* Start *
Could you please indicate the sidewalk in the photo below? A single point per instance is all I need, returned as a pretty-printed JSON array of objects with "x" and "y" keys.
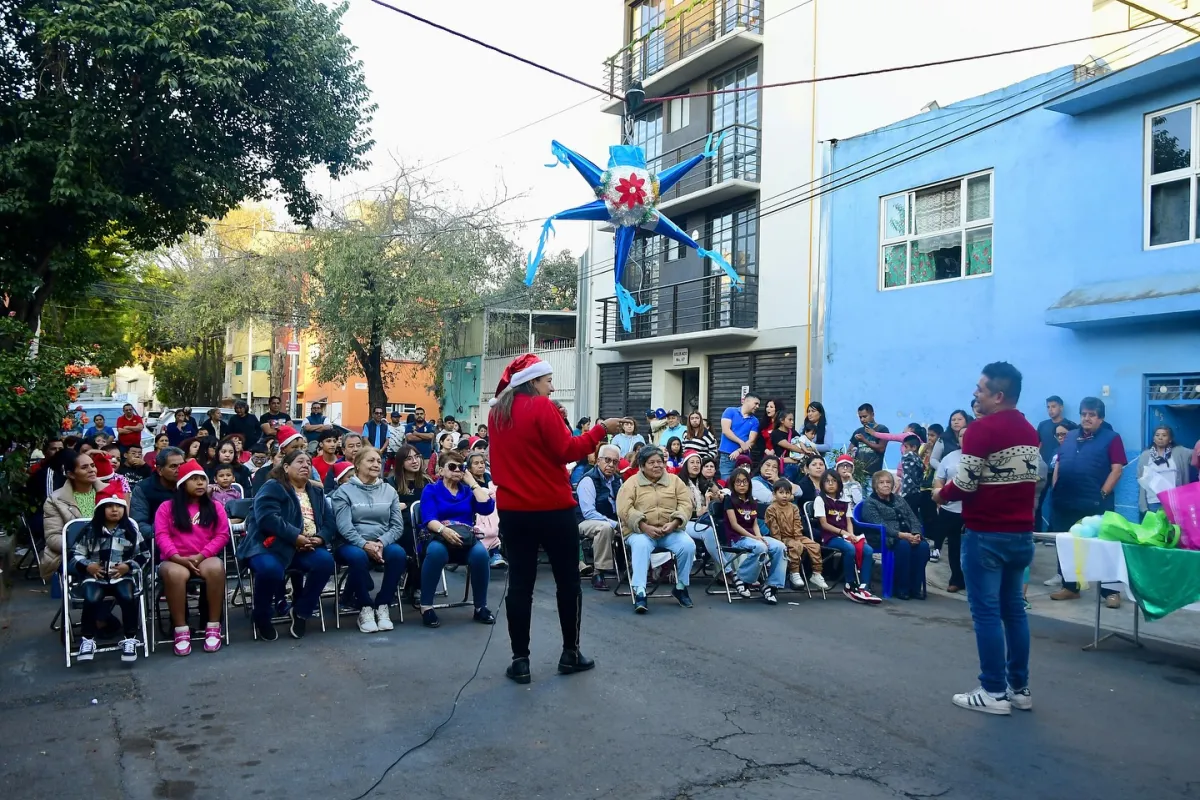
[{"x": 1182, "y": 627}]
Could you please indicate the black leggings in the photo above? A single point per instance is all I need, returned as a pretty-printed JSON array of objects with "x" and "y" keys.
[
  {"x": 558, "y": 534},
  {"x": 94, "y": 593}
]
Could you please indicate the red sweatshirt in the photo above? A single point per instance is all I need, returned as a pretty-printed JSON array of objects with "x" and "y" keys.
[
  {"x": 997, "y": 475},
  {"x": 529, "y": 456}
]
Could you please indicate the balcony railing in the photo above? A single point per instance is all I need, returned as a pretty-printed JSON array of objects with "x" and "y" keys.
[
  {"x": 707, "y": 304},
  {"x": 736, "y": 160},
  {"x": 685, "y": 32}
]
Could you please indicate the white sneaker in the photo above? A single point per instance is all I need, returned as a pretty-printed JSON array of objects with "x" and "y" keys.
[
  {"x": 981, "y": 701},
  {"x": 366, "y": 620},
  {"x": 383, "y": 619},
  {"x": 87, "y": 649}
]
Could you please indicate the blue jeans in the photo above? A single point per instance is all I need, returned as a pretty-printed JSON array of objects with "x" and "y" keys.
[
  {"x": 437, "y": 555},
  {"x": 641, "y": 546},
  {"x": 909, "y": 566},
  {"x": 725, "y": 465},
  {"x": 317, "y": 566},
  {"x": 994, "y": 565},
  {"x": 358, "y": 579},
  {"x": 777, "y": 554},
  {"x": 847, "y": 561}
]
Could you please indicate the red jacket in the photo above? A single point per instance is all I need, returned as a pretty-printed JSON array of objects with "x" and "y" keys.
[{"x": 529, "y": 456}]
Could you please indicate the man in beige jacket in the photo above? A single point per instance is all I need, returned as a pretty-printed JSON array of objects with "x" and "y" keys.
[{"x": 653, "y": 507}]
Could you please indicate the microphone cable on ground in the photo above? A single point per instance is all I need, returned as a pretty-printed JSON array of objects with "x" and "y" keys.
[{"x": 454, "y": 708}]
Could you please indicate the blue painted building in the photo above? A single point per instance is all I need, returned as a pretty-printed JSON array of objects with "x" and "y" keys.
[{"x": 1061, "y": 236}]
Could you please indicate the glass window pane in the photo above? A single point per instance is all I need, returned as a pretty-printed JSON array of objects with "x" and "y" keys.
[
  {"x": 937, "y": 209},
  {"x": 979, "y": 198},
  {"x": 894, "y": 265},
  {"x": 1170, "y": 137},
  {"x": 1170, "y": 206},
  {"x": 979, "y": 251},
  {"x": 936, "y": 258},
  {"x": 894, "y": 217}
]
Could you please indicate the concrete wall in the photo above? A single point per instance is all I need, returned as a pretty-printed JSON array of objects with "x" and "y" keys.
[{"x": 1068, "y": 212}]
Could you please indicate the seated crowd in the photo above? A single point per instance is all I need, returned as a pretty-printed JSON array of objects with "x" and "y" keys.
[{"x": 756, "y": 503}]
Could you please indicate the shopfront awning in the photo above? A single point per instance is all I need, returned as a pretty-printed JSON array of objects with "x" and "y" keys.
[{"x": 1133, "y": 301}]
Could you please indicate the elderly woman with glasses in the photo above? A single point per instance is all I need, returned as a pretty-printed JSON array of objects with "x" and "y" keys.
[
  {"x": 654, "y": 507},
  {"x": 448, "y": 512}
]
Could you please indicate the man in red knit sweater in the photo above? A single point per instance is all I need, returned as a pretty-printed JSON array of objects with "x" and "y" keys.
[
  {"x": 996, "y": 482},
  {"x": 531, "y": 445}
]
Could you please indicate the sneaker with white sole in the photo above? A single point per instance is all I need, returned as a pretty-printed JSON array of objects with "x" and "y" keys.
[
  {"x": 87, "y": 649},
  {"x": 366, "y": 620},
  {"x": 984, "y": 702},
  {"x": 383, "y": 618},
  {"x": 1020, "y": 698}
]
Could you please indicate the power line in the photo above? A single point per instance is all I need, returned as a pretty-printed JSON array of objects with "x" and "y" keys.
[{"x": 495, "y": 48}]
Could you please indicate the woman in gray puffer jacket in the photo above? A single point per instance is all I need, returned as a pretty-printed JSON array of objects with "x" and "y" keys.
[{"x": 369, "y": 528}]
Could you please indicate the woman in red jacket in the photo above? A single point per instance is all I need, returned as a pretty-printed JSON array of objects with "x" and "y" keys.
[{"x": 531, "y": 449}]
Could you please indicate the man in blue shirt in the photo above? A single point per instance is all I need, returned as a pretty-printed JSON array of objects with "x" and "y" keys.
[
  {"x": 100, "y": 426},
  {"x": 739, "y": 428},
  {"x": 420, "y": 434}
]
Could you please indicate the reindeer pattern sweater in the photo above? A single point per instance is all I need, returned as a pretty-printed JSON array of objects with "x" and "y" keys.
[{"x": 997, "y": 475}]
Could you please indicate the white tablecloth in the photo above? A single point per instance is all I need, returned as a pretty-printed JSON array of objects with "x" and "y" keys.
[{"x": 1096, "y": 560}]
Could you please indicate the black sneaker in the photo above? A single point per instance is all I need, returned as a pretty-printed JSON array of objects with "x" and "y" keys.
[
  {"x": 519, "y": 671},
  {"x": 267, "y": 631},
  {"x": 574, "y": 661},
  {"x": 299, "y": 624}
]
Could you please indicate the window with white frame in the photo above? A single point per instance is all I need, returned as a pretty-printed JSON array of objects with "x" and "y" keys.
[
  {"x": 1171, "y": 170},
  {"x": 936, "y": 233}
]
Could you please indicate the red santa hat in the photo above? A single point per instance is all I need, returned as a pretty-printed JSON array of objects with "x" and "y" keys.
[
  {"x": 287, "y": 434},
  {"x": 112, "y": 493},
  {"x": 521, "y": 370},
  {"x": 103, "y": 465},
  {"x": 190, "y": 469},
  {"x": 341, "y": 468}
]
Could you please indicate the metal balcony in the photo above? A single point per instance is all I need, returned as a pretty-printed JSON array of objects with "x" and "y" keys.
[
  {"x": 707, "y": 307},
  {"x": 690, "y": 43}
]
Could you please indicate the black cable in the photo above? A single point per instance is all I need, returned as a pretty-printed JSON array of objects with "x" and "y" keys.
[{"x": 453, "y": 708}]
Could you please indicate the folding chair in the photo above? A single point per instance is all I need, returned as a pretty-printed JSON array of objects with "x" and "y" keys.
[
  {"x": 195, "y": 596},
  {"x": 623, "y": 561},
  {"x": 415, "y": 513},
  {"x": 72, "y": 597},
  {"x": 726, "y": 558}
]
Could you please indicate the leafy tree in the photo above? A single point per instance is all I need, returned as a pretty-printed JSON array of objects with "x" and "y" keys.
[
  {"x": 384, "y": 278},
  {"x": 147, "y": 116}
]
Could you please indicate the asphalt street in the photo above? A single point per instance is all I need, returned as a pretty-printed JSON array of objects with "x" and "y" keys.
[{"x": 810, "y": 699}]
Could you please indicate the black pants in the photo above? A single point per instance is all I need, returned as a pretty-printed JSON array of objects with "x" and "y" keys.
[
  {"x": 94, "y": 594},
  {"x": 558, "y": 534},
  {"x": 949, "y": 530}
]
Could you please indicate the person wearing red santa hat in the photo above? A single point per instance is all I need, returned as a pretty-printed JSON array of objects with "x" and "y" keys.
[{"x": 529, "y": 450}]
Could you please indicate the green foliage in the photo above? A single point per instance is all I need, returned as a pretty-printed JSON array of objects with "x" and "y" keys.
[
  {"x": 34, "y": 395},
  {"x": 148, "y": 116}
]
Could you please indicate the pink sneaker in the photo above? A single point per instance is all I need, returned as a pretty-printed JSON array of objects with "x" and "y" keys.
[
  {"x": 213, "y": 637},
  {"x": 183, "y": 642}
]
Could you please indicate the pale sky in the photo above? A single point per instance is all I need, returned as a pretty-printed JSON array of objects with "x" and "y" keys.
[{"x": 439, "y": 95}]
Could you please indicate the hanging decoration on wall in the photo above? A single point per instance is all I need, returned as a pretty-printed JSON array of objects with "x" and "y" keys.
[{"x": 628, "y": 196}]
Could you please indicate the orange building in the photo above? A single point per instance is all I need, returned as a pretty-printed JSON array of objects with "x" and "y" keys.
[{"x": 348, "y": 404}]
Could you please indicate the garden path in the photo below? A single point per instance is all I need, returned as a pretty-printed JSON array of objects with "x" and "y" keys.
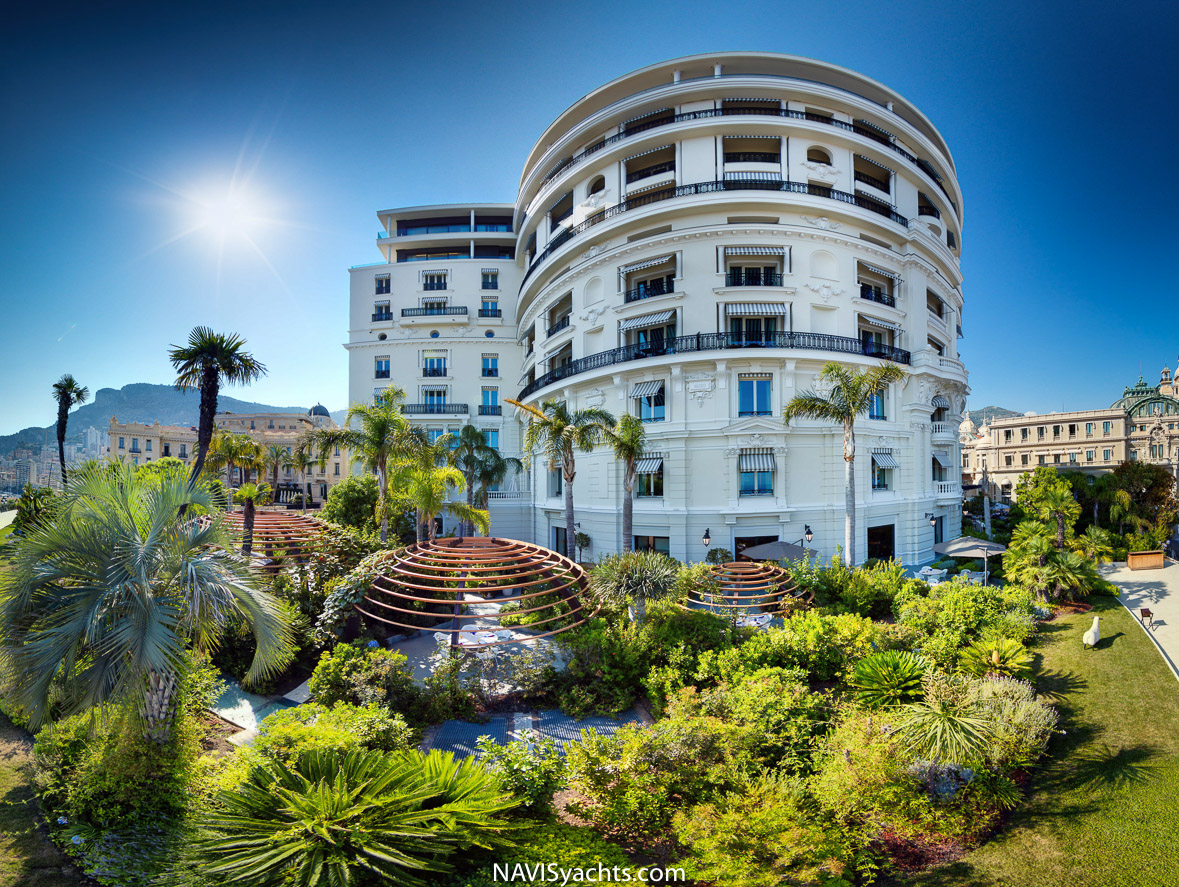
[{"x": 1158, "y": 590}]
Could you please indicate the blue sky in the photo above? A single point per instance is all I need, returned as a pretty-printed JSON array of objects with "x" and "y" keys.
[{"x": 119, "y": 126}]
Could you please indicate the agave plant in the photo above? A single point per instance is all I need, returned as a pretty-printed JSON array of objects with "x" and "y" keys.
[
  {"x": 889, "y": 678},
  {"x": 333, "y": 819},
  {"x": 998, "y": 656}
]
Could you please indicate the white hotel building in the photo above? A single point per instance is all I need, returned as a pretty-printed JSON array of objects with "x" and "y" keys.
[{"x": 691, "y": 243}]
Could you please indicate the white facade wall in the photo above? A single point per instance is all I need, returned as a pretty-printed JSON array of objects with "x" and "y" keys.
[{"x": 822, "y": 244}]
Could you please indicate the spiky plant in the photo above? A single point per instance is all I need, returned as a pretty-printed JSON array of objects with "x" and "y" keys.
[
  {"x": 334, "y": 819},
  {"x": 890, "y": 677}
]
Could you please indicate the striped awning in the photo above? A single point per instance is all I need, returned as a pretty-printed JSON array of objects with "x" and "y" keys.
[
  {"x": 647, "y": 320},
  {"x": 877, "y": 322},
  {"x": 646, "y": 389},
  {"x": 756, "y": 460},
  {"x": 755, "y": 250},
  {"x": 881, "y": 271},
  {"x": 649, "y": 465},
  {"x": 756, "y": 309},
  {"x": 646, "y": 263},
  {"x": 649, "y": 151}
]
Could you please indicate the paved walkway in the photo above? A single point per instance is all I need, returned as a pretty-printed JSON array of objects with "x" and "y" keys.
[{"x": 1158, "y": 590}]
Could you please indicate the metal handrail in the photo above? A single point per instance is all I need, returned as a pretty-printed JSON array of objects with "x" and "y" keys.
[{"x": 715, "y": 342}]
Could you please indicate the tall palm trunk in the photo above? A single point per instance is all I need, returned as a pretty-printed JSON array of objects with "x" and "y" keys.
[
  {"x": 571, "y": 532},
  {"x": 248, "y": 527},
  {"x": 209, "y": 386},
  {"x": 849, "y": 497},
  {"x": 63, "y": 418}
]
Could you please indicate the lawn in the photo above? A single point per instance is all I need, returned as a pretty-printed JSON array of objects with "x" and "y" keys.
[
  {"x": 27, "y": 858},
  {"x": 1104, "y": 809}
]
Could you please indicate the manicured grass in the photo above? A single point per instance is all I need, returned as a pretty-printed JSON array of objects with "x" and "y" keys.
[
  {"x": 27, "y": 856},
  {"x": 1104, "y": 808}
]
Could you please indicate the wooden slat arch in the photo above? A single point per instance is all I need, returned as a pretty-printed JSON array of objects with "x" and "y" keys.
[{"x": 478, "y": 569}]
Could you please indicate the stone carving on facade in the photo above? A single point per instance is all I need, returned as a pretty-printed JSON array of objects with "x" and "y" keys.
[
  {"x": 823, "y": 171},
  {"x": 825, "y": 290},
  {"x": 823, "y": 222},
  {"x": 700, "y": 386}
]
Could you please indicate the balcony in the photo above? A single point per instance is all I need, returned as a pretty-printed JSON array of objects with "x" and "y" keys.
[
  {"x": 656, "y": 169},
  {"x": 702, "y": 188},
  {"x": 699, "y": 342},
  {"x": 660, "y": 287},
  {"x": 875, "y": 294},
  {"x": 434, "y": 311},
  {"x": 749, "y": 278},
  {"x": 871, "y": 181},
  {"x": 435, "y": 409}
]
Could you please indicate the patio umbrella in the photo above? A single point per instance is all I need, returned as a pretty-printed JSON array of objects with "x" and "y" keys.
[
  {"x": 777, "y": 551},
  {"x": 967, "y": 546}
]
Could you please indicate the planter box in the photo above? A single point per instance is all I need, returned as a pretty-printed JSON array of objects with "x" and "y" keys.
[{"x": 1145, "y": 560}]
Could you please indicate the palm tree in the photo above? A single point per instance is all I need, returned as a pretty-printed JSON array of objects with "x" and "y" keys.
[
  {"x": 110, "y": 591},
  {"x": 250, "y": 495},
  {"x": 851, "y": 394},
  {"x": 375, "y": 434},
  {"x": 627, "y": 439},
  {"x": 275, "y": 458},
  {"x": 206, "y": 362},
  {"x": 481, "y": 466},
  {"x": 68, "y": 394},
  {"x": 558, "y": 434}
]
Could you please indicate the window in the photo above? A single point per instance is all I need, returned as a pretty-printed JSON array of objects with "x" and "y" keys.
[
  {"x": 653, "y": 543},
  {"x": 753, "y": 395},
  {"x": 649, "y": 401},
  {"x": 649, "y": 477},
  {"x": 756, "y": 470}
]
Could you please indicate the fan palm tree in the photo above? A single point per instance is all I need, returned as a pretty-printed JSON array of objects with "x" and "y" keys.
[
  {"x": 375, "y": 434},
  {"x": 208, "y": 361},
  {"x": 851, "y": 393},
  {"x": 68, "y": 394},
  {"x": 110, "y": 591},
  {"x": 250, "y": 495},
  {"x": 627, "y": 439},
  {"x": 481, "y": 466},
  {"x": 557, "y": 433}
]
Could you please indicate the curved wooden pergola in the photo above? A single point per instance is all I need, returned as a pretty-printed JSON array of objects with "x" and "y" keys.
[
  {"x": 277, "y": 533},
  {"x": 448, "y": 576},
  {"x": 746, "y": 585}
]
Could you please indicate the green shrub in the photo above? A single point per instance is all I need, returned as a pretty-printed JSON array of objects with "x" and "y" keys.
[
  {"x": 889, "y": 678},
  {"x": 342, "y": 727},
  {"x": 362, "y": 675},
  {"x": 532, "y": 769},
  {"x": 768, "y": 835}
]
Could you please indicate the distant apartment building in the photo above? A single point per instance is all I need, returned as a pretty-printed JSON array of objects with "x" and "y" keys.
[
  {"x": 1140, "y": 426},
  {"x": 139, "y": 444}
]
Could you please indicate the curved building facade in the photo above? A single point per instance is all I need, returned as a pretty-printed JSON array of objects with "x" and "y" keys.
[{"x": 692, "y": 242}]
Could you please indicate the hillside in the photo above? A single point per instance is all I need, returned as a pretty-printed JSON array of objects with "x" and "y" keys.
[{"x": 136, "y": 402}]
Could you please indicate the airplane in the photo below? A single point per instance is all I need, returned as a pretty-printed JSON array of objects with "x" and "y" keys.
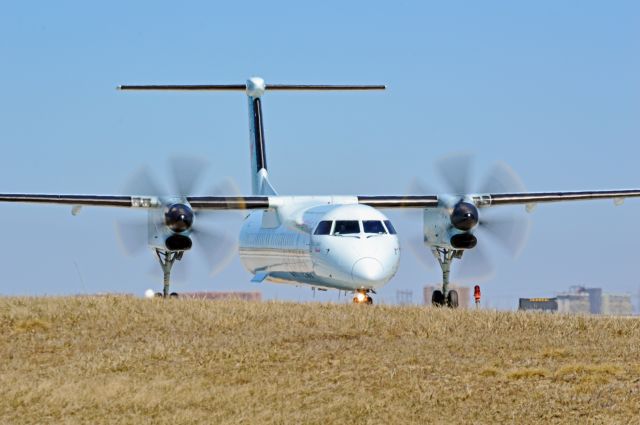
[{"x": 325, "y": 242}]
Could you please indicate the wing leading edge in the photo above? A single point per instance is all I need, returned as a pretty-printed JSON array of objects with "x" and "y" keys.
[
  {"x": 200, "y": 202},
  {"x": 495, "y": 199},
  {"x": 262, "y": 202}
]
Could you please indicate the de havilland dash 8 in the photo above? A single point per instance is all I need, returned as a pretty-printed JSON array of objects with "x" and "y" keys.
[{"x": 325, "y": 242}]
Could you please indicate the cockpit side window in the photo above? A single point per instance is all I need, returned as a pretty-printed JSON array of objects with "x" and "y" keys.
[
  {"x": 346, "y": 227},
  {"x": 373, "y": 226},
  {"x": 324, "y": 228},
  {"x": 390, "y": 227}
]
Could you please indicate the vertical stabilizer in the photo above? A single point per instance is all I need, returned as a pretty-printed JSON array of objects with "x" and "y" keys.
* End *
With the pictures left out, write out exactly the lines from the line containing "Could you please indicate the curved building" through the final line.

Could you please indicate the curved building facade in the photo above? A single point per instance is all I need, returned as a pretty-printed JSON array of objects with "x" and "y" keys.
[{"x": 692, "y": 242}]
Could you please indicate the hillside in the photo above? A single point per instance is all I need, returned as a pretty-printed JSON array of objects with "x" and "y" keys.
[{"x": 136, "y": 402}]
Could you please indicate the airplane in the photo below? A single point per instance is all I need, returned as a pretty-printed JSON array of objects with "x" and "y" keys.
[{"x": 325, "y": 242}]
Could you please indicate the wing leading edge in the photo above? A single point per instance is all I need, returned as a pretty-printed JSON array of objects with "x" and "y" keys.
[
  {"x": 200, "y": 202},
  {"x": 495, "y": 199},
  {"x": 262, "y": 202}
]
Could you please indicate the de havilland dash 8 in the photo above? A single point per instance is all I need, returned as a pretty-printed JSON array of objects with "x" and "y" keys.
[{"x": 325, "y": 242}]
Could you please indicate the cockpit side window in the photo above? A single point per instance is all I need, returned as a pretty-printed JSON array of objects with "x" and "y" keys.
[
  {"x": 346, "y": 227},
  {"x": 373, "y": 226},
  {"x": 324, "y": 228},
  {"x": 390, "y": 227}
]
Could you please indicate the vertical stabilizer in the photo above? A single point per instance is all I need, returned as a pretty-printed JSON array of objects with "x" and "y" keys.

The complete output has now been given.